=== Excerpted records ===
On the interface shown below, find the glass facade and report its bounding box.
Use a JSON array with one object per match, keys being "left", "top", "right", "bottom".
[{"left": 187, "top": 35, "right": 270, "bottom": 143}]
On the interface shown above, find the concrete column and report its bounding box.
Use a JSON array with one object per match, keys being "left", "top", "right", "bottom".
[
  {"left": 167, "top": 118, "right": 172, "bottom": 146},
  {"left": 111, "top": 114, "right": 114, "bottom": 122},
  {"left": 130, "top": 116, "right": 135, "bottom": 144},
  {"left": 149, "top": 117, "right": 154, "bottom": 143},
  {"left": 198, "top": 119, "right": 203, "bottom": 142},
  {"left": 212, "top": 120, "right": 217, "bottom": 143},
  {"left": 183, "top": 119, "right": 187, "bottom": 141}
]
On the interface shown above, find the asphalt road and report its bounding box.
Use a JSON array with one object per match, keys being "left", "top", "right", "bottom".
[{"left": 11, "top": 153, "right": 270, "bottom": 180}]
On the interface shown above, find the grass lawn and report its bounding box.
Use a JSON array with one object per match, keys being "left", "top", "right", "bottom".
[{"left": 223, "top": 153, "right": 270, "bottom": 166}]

=== What you need to do ===
Can you render every line of the data above as a JSON list of strings, one string per line, with blank lines omitted?

=== Exercise result ===
[
  "On the interface shown below, find the glass facade and report its bounding box.",
  "Use a JSON array with one object per match, keys being \"left\", \"top\", \"right\", \"bottom\".",
  "[{\"left\": 187, \"top\": 35, \"right\": 270, \"bottom\": 143}]",
  "On the interface shown above, find the concrete column and report its bounding box.",
  "Use a JSON array with one object per match, keys being \"left\", \"top\", \"right\", \"bottom\".",
  "[",
  "  {\"left\": 167, \"top\": 118, \"right\": 172, \"bottom\": 146},",
  "  {\"left\": 111, \"top\": 114, \"right\": 114, \"bottom\": 122},",
  "  {\"left\": 130, \"top\": 116, \"right\": 135, \"bottom\": 144},",
  "  {\"left\": 149, \"top\": 117, \"right\": 154, \"bottom\": 143},",
  "  {\"left\": 198, \"top\": 119, \"right\": 203, \"bottom\": 142},",
  "  {\"left\": 212, \"top\": 120, \"right\": 217, \"bottom\": 143},",
  "  {\"left\": 183, \"top\": 119, \"right\": 187, \"bottom\": 141}",
  "]",
  "On the interface shown above, find the asphalt road and report its bounding box.",
  "Use a JSON array with one object per match, keys being \"left\", \"top\", \"right\", \"bottom\".",
  "[{\"left\": 11, \"top\": 153, \"right\": 270, \"bottom\": 180}]",
  "On the interface shown above, find the grass lawn and report its bounding box.",
  "Use a JSON array with one object per match, keys being \"left\", \"top\", \"right\", \"bottom\".",
  "[{\"left\": 223, \"top\": 153, \"right\": 270, \"bottom\": 166}]"
]